— REQUIRED ACTION —
From the entries provided below, copy each line that contains the word "wooden".

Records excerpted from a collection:
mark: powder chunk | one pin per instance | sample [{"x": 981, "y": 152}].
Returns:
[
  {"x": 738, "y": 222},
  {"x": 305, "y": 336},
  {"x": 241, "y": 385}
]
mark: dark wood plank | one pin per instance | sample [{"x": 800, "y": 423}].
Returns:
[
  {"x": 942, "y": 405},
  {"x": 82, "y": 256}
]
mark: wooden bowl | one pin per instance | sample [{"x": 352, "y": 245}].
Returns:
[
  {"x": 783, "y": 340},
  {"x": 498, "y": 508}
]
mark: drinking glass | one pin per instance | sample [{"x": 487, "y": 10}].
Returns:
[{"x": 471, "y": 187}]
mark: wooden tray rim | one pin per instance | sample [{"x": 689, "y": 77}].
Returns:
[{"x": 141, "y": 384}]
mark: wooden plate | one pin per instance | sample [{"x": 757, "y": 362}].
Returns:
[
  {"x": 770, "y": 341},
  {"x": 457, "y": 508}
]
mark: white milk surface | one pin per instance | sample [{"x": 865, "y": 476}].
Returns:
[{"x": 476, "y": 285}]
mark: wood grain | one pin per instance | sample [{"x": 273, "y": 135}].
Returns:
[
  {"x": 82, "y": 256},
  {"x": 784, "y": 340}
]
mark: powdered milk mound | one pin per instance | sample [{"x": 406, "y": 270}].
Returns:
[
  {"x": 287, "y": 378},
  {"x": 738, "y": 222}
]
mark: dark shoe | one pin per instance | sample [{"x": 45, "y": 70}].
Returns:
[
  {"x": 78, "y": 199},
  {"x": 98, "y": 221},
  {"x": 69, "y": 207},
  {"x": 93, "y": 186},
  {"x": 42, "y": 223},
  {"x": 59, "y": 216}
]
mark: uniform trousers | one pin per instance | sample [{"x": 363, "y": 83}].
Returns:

— EXERCISE RESULT —
mark: wooden bowl | one pin per instance | sample [{"x": 352, "y": 245}].
mark: wooden tray rim | one pin per instance | sample [{"x": 689, "y": 77}].
mark: wooden plate | one pin per instance | sample [{"x": 757, "y": 362}].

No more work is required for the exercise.